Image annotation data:
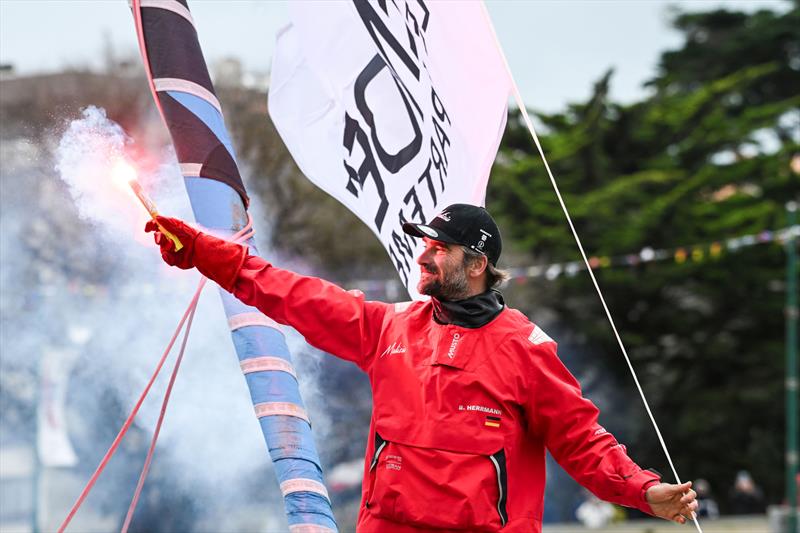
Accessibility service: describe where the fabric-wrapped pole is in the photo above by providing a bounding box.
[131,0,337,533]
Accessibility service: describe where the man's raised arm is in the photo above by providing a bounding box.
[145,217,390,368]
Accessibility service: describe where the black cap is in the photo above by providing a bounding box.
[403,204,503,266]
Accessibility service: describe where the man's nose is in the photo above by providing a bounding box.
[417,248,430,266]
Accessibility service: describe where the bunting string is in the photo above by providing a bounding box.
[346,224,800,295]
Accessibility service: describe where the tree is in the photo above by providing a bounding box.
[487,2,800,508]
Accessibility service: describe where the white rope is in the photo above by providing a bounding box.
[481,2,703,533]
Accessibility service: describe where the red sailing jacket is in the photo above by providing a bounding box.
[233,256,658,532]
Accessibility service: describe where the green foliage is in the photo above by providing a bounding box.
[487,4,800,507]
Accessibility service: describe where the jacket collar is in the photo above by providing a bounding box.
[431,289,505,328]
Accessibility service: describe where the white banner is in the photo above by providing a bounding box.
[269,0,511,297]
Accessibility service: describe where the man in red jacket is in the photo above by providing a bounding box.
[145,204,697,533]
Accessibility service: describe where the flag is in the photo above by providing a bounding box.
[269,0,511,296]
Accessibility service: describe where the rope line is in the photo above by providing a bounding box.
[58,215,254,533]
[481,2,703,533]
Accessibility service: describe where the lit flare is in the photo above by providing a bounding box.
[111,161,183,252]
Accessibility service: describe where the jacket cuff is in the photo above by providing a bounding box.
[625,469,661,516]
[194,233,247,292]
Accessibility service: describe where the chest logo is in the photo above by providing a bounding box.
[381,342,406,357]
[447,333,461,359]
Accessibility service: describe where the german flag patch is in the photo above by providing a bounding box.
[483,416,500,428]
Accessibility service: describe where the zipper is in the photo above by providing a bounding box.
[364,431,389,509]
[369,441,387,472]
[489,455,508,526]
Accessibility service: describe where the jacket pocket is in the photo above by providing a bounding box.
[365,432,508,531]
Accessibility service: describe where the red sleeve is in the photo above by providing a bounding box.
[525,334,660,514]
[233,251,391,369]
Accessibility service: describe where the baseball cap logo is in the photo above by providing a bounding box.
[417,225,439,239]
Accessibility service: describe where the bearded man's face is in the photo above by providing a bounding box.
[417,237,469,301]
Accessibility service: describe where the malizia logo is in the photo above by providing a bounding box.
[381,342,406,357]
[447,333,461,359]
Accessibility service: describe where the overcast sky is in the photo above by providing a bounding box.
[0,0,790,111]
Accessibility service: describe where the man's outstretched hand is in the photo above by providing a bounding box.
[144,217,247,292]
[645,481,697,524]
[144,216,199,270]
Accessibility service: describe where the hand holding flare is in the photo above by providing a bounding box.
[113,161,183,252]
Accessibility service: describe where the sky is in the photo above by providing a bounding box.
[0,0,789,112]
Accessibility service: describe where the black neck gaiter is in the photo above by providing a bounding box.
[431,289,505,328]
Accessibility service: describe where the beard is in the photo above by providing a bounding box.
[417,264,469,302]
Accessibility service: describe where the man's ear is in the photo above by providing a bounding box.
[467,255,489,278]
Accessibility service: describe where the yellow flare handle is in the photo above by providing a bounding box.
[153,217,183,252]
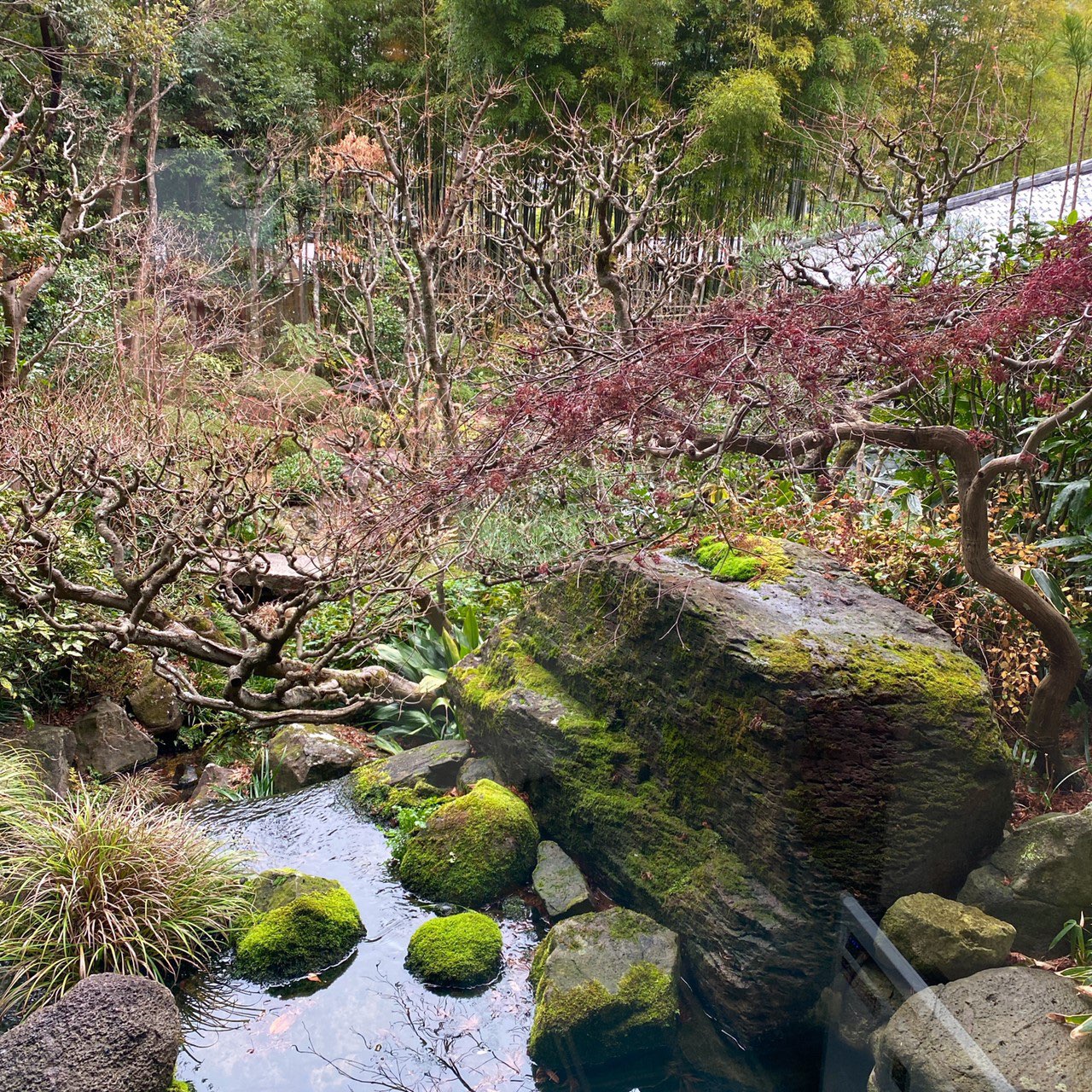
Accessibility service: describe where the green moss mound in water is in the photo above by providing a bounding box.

# Written request
Reproduce precisely the lines of the entries above, from the one containing "Accessibility service: describe where the bearded" through the final one, both ends included, and omit the pictures.

# Result below
Accessibility service: describe where the bearded man's face is in the photo above by providing a bounding box.
[417,237,469,301]
Accessibility service: describe where the malizia logo is in the photo above by providing a bounding box.
[381,342,406,357]
[447,333,461,359]
Accessibility service: describe where the overcast sky is in the photo above by providing a bounding box.
[0,0,790,111]
Accessibility service: describe where the man's outstretched hand is in the photo above by providing a bounding box.
[144,217,247,292]
[645,481,697,524]
[144,216,199,270]
Accessibility service: describe where the hand holding flare is in the photo above by providing a bounding box.
[113,161,183,252]
Accessibility service: describe where the sky is in the photo above by providing a bounding box.
[0,0,789,112]
Accessibility service: describe where the black neck gaiter is in the photo above by providing a bounding box.
[431,289,505,328]
Accessibility service: describe where the beard is in the photo above by providing a bounding box.
[417,264,469,302]
Accessibility service: describe where the man's ear is in the photo above by providing a bounding box.
[467,255,489,278]
Accessibility service: describe where the yellow flare handle is in the photo above by providing a bounding box.
[153,217,183,252]
Accessibility service: describe where the green moss mound in water is in the photo above by providing a bounding box.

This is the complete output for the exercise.